• **CONSIGNES**:
• a. Résumez en deux phrases l'extrait sur l'essai d'Engels.
• b. Recopiez le passage de l'extrait sur l'essai d'Engels compris entre « À mesure que » et « moyen du pouvoir. », bornes incluses.

Engels présente ses conclusions comme si elles se déduisaient naturellement des prémices de sa philosophie matérialistes, mais je suis persuadé qu'il les a chipées à Haeckel. Les deux formulations sont presque identiques, et dans un autre essai écrit en 1874, Engels cite les pages correspondantes de Haeckel. Mais peu importe.

L'importance de l'essai d'Engels ne réside pas dans ses conclusions elles-mêmes, mais dans l'analyse politique pénétrante par laquelle il montre que la science fondait son raisonnement sur une affirmation arbitraire : la primauté du cerveau.

[Comme aujourd'hui depuis les années 90, période de la victoire de la finance sur le social, après la destruction du communisme du XX. Ce fut aussi l'avènement de la neuroscience.]

À mesure que les êtres humains maîtrisaient leur environnement matériel, continue Engels, de nouvelles techniques s'ajoutèrent à la chasse primitive : l'agriculture, le filage, la poterie, la navigation, les arts et les sciences, les lois et la politique puis finalement, « le reflet grotesque des choses humaines dans l'esprit humain : la religion. »

A mesure que la richesse augmentait, des groupes d'homme s'emparèrent du pouvoir et contraignirent les autres à travailler pour eux. Le travail, source de toutes richesses et premier moteur de l'évolution de l'homme, fut assimilé au statut de ceux qui travaillaient pour les dirigeants. Comme les dirigeants gouvernaient par leur volonté (c'est-à-dire par l'action de l'esprit) il apparut que le cerveau était lui-même le moyen du pouvoir.

Les philosophes se mirent sous la protection de l'Église ou de l'État. Même si Platon n'avait pas consciemment l'intention de soutenir les privilèges des dirigeants à l'aide d'une philosophie prétendument abstraite, sa propre position sociale l'encourageait à insister sur la primauté, la domination de la pensée, considérée comme plus noble et plus importante que le travail qu'elle supervise.

• **DONNÉES EXTRAITES**:

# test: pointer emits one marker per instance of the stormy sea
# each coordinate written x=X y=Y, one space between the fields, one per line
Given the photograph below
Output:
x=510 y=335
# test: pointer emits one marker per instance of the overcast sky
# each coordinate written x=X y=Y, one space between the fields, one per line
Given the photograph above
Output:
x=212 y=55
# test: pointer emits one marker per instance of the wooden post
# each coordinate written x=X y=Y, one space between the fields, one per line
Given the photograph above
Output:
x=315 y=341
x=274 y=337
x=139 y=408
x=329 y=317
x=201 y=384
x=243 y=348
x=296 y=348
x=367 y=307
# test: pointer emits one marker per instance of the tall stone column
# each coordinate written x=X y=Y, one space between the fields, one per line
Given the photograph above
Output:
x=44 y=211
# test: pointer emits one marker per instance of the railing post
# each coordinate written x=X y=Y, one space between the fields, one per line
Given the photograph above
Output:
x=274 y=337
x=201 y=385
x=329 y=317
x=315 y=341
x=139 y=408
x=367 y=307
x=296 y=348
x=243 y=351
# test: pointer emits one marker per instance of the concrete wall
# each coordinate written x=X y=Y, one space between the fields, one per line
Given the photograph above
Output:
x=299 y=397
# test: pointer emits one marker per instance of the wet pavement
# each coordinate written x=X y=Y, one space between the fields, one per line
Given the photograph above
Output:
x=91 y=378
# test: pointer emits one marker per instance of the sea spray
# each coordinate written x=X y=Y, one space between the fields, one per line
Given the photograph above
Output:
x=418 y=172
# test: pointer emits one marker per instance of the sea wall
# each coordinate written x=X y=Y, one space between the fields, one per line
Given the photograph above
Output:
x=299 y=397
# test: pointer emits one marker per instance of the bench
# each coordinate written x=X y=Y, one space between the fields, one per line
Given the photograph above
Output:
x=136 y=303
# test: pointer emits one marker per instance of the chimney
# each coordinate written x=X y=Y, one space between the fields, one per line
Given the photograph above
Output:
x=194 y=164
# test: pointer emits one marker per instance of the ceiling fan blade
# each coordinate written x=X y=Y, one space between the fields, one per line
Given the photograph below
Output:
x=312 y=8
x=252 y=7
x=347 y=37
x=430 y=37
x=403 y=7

• **CORRIGÉS**:
• a. L'extrait soutient qu'Engels a emprunté ses conclusions à Haeckel, mais que son essai vaut surtout par une analyse politique montrant que la science fondait son raisonnement sur l'affirmation arbitraire de la primauté du cerveau. Avec la richesse, des groupes s'emparèrent du pouvoir et firent travailler les autres, de sorte que le cerveau apparut comme le moyen du pouvoir, et des philosophes comme Platon insistèrent sur la primauté de la pensée sur le travail.

• b.
À mesure que les êtres humains maîtrisaient leur environnement matériel, continue Engels, de nouvelles techniques s'ajoutèrent à la chasse primitive : l'agriculture, le filage, la poterie, la navigation, les arts et les sciences, les lois et la politique puis finalement, « le reflet grotesque des choses humaines dans l'esprit humain : la religion. »

A mesure que la richesse augmentait, des groupes d'homme s'emparèrent du pouvoir et contraignirent les autres à travailler pour eux. Le travail, source de toutes richesses et premier moteur de l'évolution de l'homme, fut assimilé au statut de ceux qui travaillaient pour les dirigeants. Comme les dirigeants gouvernaient par leur volonté (c'est-à-dire par l'action de l'esprit) il apparut que le cerveau était lui-même le moyen du pouvoir.